##### Stored data #####
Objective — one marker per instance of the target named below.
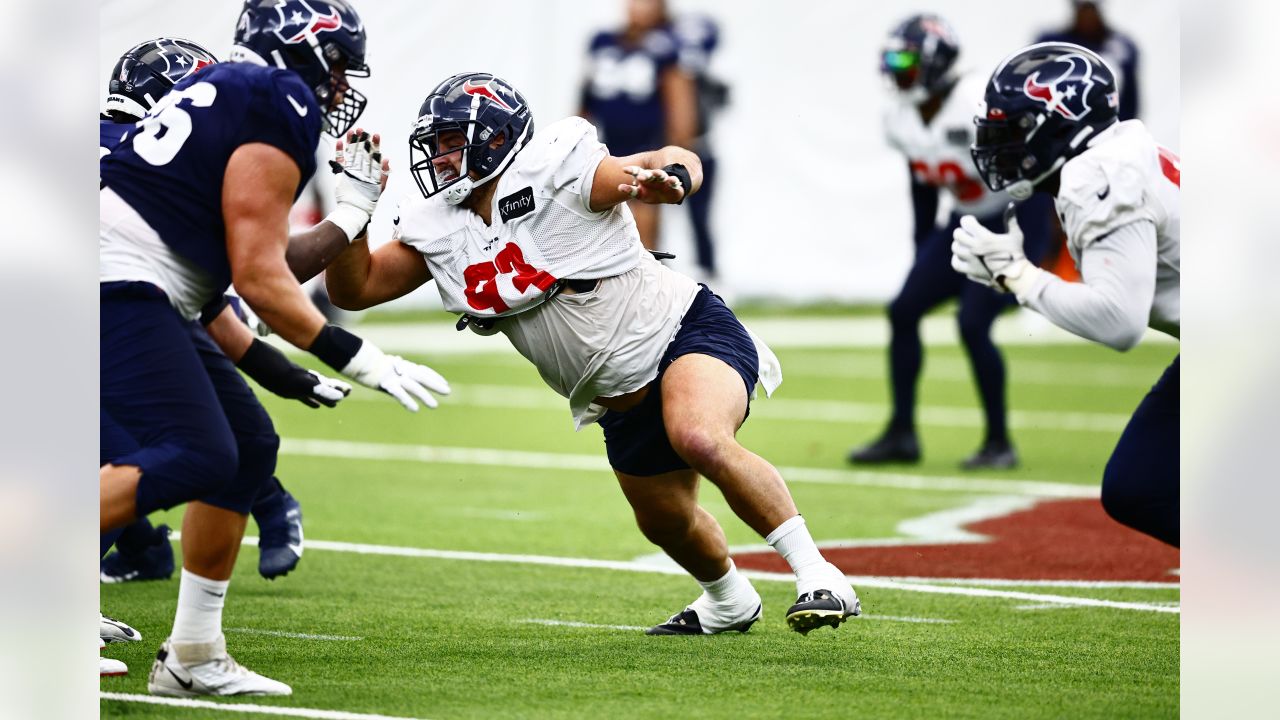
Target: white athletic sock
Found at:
(726, 601)
(795, 545)
(200, 609)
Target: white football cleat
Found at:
(112, 630)
(106, 666)
(205, 669)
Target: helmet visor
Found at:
(903, 65)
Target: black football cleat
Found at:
(817, 609)
(992, 455)
(894, 446)
(686, 623)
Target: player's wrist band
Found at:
(336, 346)
(351, 220)
(685, 180)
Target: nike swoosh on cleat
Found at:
(186, 684)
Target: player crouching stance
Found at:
(530, 236)
(1048, 123)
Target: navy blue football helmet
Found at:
(320, 40)
(919, 57)
(465, 113)
(146, 72)
(1042, 105)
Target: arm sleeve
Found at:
(1112, 304)
(924, 206)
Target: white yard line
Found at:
(1024, 327)
(873, 367)
(576, 624)
(279, 710)
(292, 636)
(630, 566)
(901, 619)
(348, 450)
(530, 397)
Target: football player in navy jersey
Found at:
(199, 197)
(929, 119)
(142, 76)
(698, 36)
(638, 95)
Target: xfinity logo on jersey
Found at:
(300, 21)
(1063, 86)
(516, 204)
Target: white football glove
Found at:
(990, 258)
(360, 178)
(397, 377)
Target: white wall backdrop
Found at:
(810, 204)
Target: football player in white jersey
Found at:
(929, 119)
(1048, 124)
(530, 236)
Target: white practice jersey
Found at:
(938, 151)
(542, 231)
(599, 343)
(1123, 178)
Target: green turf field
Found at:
(475, 596)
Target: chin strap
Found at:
(458, 191)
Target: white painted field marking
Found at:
(895, 584)
(1014, 583)
(497, 514)
(293, 636)
(575, 624)
(629, 566)
(901, 619)
(530, 397)
(246, 707)
(795, 331)
(872, 367)
(348, 450)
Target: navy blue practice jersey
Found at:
(170, 167)
(622, 90)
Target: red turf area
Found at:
(1068, 540)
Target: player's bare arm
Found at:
(359, 278)
(641, 177)
(257, 192)
(362, 174)
(231, 335)
(311, 250)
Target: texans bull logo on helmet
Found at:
(487, 90)
(298, 21)
(1063, 86)
(179, 62)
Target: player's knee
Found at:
(257, 452)
(974, 328)
(705, 451)
(666, 524)
(904, 313)
(211, 463)
(1121, 499)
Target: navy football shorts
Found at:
(636, 440)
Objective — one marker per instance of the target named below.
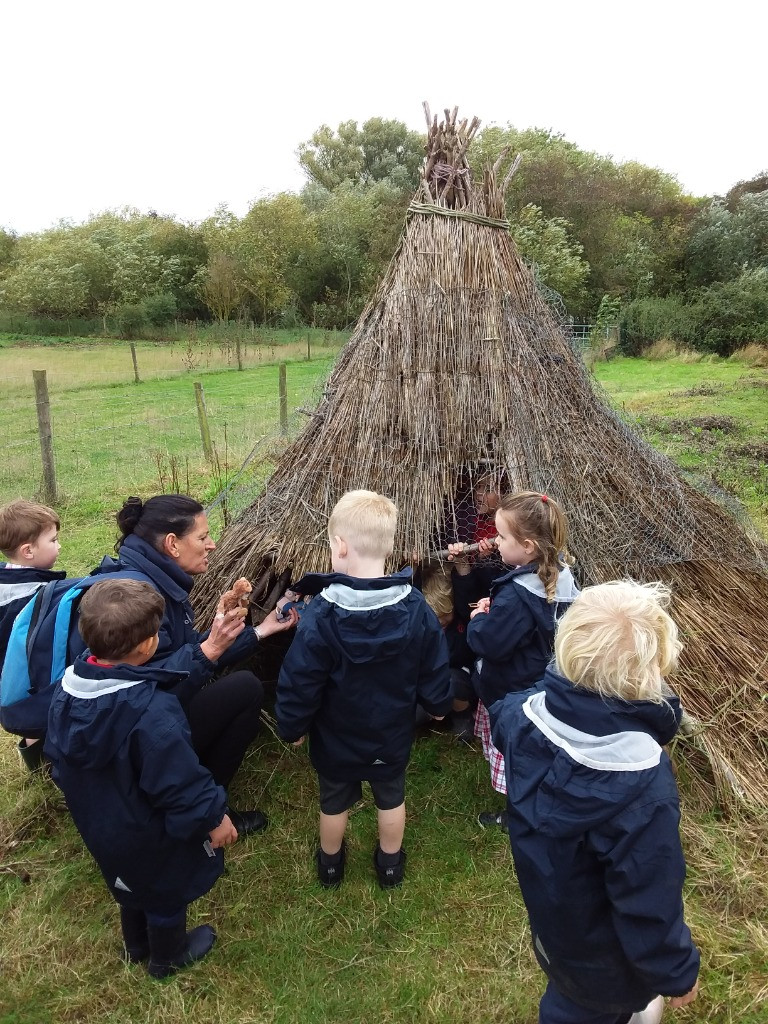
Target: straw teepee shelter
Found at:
(457, 368)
#####
Goal of the exercise: Would you repeat the listing above exactly, minus the images?

Your response:
Objective — one marker per instance of the target named below.
Target: white athletic sock
Found at:
(726, 601)
(795, 545)
(200, 609)
Target: white football cleat
Found at:
(112, 630)
(106, 666)
(205, 669)
Target: helmet visor
Found at:
(903, 65)
Target: black football cleat
Found at:
(817, 609)
(992, 455)
(894, 446)
(686, 623)
Target: player's wrist band
Found at:
(336, 346)
(351, 220)
(685, 180)
Target: nike swoosh on cleat
Found at:
(186, 684)
Target: player crouching stance
Found at:
(530, 236)
(1048, 123)
Target: navy blue football helmet
Found at:
(320, 40)
(919, 57)
(465, 113)
(146, 72)
(1042, 105)
Target: arm sleeve
Found at:
(1112, 304)
(924, 206)
Target: white yard line
Found at:
(1024, 327)
(873, 367)
(576, 624)
(279, 710)
(292, 636)
(630, 566)
(901, 619)
(348, 450)
(530, 397)
Target: football player in navy jersey
Found at:
(199, 197)
(929, 119)
(142, 76)
(698, 36)
(638, 95)
Target: xfinity logo on jersey
Found at:
(300, 21)
(1063, 86)
(516, 204)
Target: white football glove
Found at:
(990, 258)
(360, 178)
(397, 377)
Target: white wall backdrop
Found at:
(810, 204)
Target: football player in white jersey
Found at:
(929, 119)
(1048, 124)
(530, 236)
Target: white practice jersey
Found at:
(938, 151)
(542, 231)
(599, 343)
(1123, 178)
Target: green turf field
Found at:
(475, 596)
Target: chin strap
Found at:
(458, 191)
Target: white painted field marking
Found at:
(895, 584)
(1014, 583)
(497, 514)
(293, 636)
(575, 624)
(629, 566)
(901, 619)
(530, 397)
(246, 707)
(795, 331)
(872, 367)
(348, 450)
Target: navy blue practice jersey
Found at:
(170, 167)
(622, 90)
Target: red turf area
Found at:
(1068, 540)
Target: player's bare arm
Found at:
(359, 278)
(641, 177)
(257, 192)
(362, 174)
(231, 335)
(311, 250)
Target: texans bull logo on helmet
Found at:
(487, 90)
(298, 21)
(1063, 86)
(179, 62)
Target: player's knee
Found at:
(257, 452)
(974, 328)
(705, 451)
(666, 524)
(904, 313)
(211, 463)
(1121, 499)
Target: navy football shorts
Found at:
(636, 440)
Objective — one marker per instance of the target named below.
Target: straw teepee shelter
Found at:
(457, 368)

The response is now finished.